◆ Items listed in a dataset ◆
□ □ □ □ □ □ □

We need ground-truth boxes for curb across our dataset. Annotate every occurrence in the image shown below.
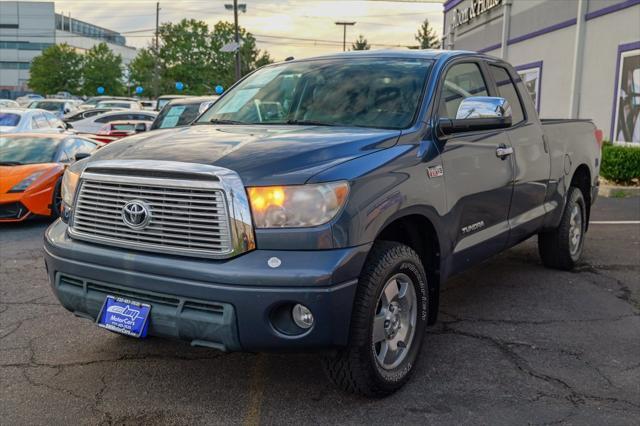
[599,185,640,198]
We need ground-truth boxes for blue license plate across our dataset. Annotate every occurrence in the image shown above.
[97,296,151,338]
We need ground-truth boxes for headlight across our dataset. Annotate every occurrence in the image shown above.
[247,181,349,228]
[61,169,80,207]
[9,171,45,193]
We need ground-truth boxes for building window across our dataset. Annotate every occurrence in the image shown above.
[0,61,31,70]
[612,42,640,144]
[514,61,543,113]
[0,24,19,29]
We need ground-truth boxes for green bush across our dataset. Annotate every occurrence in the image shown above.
[600,144,640,184]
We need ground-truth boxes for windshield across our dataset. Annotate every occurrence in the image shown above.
[0,136,59,164]
[197,58,433,130]
[157,99,173,110]
[98,102,130,108]
[0,113,21,126]
[29,101,63,111]
[152,103,202,130]
[112,123,135,131]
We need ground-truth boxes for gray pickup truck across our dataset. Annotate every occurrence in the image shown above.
[44,50,601,396]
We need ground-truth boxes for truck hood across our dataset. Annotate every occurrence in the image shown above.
[86,124,401,185]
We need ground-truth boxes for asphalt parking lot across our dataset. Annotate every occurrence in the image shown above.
[1,196,639,425]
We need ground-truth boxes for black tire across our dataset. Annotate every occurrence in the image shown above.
[538,186,586,270]
[50,178,63,219]
[324,241,429,397]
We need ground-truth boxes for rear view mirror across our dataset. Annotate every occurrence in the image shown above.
[134,123,147,133]
[439,96,512,135]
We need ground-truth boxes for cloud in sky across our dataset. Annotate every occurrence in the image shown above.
[43,0,444,60]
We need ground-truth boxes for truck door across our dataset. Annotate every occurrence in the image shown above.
[435,61,515,272]
[487,64,551,244]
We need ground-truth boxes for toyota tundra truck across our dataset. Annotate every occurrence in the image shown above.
[44,50,601,397]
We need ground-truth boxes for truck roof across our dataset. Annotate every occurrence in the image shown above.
[290,49,484,63]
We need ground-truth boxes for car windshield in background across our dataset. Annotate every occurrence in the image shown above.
[197,58,433,130]
[152,103,202,129]
[0,136,58,164]
[29,101,63,111]
[0,113,21,126]
[98,102,130,108]
[112,123,135,131]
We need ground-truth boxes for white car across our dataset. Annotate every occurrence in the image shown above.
[95,100,142,110]
[0,108,67,133]
[0,99,20,108]
[16,94,44,106]
[68,110,157,134]
[28,99,78,118]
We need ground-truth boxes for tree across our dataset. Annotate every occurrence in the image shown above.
[28,43,83,95]
[82,43,124,96]
[352,35,371,51]
[128,48,160,97]
[413,19,441,49]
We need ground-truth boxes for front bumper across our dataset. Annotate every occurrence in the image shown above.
[44,219,370,351]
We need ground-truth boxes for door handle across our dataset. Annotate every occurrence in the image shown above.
[496,145,514,159]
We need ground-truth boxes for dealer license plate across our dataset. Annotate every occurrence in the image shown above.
[97,296,151,338]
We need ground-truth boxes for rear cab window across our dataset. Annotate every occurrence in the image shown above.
[489,65,526,124]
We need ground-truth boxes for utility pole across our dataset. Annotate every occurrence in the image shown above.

□ □ □ □ □ □ □

◆ TRY IT ◆
Extract every line from the one with "We need ground-truth boxes for truck door" down to the final line above, both included, exactly as written.

◆ WORKED SOLUTION ◆
We need ground-truth boxes for truck door across our dataset. Annotate every occurrence in the image shown above.
[435,61,515,272]
[487,64,551,244]
We need ground-truth boxes for toyota tundra truck across our dataset. Annotate every occurrence in the image shown above.
[44,50,601,397]
We need ground-truth boxes for truck roof across our dataset. Annotate every occurrence in the image shown above.
[290,49,484,63]
We need ground-truth boxes for car windshield in background across our dataset. Annotate every occurrence in the image shown above.
[197,58,433,130]
[152,103,202,129]
[0,136,58,164]
[29,101,63,111]
[0,113,21,126]
[98,102,130,108]
[112,123,135,131]
We need ground-truth boxes for white car across our dataset. Annotate every occurrence in the image shown above.
[95,100,142,110]
[0,108,67,133]
[0,99,20,108]
[16,94,44,106]
[68,110,157,134]
[28,99,78,118]
We need ground-truth boxes for tree across our dataset. Annotate every occurrence in the image shown above.
[28,43,83,95]
[82,43,124,96]
[352,35,371,51]
[128,48,160,97]
[413,19,441,49]
We need ground-truth boxes for front bumper across our dataset. Annotate every occurrence in the image shown above.
[44,219,370,351]
We need ground-truth boxes for door handle across our dataset. Annotate every occurrence in the image shown above.
[496,145,514,159]
We need ground-truth boxes for dealer license plate across our dataset. Annotate every occurrence in the image shown above.
[97,296,151,338]
We need ground-truth boxes for rear cab window across our dataset. Annotate every occurrence in the image shown above.
[489,65,526,124]
We need ground-truth boxes for utility pole across our dataset. Annotate every occurrence in the image shown above.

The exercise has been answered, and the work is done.